Task brief:
Retype the whole listing, please, keeping every line exact and dropping the pictures.

Exercise material:
____

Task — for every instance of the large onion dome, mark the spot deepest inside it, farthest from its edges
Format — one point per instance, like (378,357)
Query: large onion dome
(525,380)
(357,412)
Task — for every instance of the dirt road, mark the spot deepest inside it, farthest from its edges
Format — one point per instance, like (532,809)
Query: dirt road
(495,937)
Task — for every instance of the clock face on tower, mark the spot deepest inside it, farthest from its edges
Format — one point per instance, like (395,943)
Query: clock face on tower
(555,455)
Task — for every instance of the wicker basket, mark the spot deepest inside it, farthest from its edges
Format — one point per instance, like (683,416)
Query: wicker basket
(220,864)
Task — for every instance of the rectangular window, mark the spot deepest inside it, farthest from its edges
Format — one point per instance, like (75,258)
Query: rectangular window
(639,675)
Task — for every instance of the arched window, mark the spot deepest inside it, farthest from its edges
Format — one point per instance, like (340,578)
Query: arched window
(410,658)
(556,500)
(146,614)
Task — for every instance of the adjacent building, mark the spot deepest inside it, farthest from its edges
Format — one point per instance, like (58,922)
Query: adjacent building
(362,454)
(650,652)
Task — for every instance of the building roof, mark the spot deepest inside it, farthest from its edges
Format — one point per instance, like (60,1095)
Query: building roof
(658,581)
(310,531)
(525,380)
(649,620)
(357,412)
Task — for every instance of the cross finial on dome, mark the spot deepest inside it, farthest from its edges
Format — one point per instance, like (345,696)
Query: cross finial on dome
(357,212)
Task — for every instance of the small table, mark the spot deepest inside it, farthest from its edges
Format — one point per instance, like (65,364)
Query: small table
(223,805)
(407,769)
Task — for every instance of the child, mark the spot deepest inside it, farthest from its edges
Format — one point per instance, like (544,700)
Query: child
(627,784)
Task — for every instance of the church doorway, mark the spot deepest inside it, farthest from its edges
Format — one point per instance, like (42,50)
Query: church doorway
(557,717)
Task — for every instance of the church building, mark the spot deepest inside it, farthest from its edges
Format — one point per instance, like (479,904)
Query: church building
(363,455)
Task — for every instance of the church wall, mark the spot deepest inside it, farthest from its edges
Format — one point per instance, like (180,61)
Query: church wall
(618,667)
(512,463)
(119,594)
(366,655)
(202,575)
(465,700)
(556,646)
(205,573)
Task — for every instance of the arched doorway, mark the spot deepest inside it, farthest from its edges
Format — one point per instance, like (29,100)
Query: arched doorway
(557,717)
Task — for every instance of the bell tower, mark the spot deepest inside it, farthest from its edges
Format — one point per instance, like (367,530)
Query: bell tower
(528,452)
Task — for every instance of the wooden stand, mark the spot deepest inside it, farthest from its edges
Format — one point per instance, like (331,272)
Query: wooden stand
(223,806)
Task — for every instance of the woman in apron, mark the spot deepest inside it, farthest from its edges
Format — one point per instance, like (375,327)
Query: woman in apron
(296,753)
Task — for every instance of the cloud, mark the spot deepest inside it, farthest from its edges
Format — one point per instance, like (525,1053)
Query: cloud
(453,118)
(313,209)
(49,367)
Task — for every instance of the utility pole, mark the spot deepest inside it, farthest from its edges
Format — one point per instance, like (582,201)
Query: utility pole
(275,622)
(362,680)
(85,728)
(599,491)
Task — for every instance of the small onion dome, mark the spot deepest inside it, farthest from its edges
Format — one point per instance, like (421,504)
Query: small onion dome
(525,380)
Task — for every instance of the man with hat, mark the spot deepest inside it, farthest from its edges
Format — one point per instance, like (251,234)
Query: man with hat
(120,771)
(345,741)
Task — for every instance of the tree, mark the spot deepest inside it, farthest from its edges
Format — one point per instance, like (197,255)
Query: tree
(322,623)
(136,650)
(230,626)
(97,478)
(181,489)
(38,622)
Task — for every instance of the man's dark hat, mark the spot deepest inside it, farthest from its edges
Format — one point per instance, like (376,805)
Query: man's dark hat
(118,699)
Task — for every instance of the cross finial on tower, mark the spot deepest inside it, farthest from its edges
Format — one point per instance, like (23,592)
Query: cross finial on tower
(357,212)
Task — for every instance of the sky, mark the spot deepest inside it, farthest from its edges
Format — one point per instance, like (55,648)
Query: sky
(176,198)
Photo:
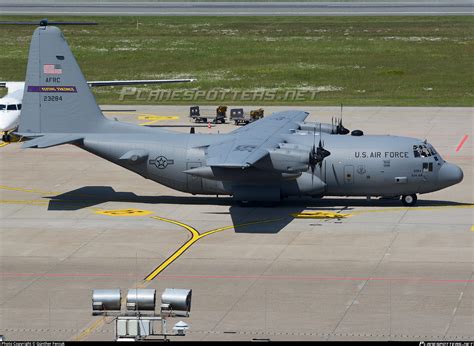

____

Task result:
Task — for every instance of the large onion dome, mark the spot deepest inside it, farthest from its edges
Format — one point per instance, like (378,357)
Query: large onion dome
(525,380)
(357,412)
Task — for every instance of the dirt road, mark the spot deepest inside it, farthest from its edges
Format — one point per instance, like (532,809)
Query: dirt road
(495,937)
Task — for every instance of the clock face on tower, mark the spot deepest inside it, farthest from its edges
Format — one point per instance, like (395,943)
Query: clock face on tower
(555,455)
Task — for every instance of the wicker basket, mark the spot deepest inside it, farthest from its edges
Format — one point per instance, like (683,416)
Query: wicker basket
(220,864)
Task — for every instance of the rectangular window, mark the spot deepest inside it, farthest from its edges
Format — one point per instance, like (75,258)
Query: rectangular window
(639,675)
Task — for every instance of the arched window, mark the spot deepest inside it, farthest from its edges
Format — one point per instance, like (340,578)
Query: arched window
(410,658)
(556,500)
(146,614)
Task — for every instance of the adjacent building, mark the spot deepest inside it, farthest from its edges
Format — one point per instance, like (58,922)
Query: adjacent building
(362,454)
(650,652)
Task — for every instance of the building roof, mark the spot deepest inside it, farthest from its edges
Format — one point per instance, like (60,1095)
Query: building roof
(658,581)
(310,531)
(525,380)
(649,620)
(357,412)
Task — for every instance of the cross finial on dome, mark the spot deepest inside it, farthest from its edges
Format — one point per instance, like (345,696)
Query: cross finial on dome
(357,212)
Task — for every instance of the small table, mark the spot deepest inside it, farthest from its edges
Format — one point per instance, like (65,364)
Query: small table
(223,805)
(407,769)
Task — for every instance of the child, mark the spot deepest inside it, farthest from its edges
Format — one point per instance, like (544,700)
Query: child
(627,784)
Task — for every instance of the church doorway, mark the spot deepest inside it, farthest from its edges
Format — one point per instance, like (42,50)
Query: church doorway
(557,717)
Task — for every instance of the church building, mark the spot deepest inside it, farthest from its edges
Format — one point per instance, like (479,904)
Query: church building
(363,455)
Task — for every instance of the church wall, mark the spot deepest inside it, farthest from its edges
Format — one point per instance, like (180,61)
Query: church wall
(618,667)
(512,463)
(119,594)
(366,655)
(202,575)
(465,700)
(556,646)
(205,573)
Task — for every instance of the arched doorway, mark the spot deepest inside it, farthest from its edges
Format — one point per instance, like (29,100)
Query: arched doorway
(557,717)
Task — for every instance of the bell tower, mark the spot deepest inside it, farthest from its edges
Format — one point per instance, like (367,530)
Query: bell tower
(528,452)
Task — for every instance of the wooden stand, mark the spot deepest inside it, farthest from its edges
Format — one point per instance, like (331,272)
Query: wooden stand
(223,806)
Task — for every instance of the woman in apron, mark the spot deepest inside it, farthest from its edges
Format — one point per instance, like (375,327)
Query: woman in apron
(296,753)
Task — for every instance of the cloud, mark the spot deepest inside it, farthest from its edges
Format — one point per instance, like (525,1053)
Query: cloud
(453,118)
(313,209)
(49,367)
Task — for every instance of the utility pole, mark the spot deepest inside it, farthest from its edges
Format — one point per instance, like (582,201)
Query: utility pole
(275,622)
(362,680)
(85,728)
(599,491)
Task — for every instance of the small onion dome, mark the spot deepest inside it, farthest from its edges
Format — one point per instance, like (421,504)
Query: small onion dome
(525,380)
Task — for every instance of the man with hat, mark the spot deepest inside it, farthest from its edges
Format — one point per instance, like (251,234)
Query: man with hat
(120,771)
(345,741)
Task — for every instance of the tree, mark the spot deepest inside it, farthest from its edges
Format — one point per instance, like (197,255)
Query: tree
(322,623)
(136,650)
(230,626)
(97,478)
(181,489)
(38,622)
Task — for every instance of the man's dark hat, mark the spot deepest inside it, farthest from its edges
Format — one point per instance, like (376,805)
Query: man's dark hat
(118,699)
Task — for every instance of the cross finial on tower, mark the spot deepest inside it, farthest from its edges
Format — one point per instance, like (23,592)
Query: cross finial on tower
(357,212)
Task — for every instance of the sky, mark the spot deepest inside it, farthest from its edges
Format — one point per instance, like (55,648)
Query: sky
(176,198)
Photo:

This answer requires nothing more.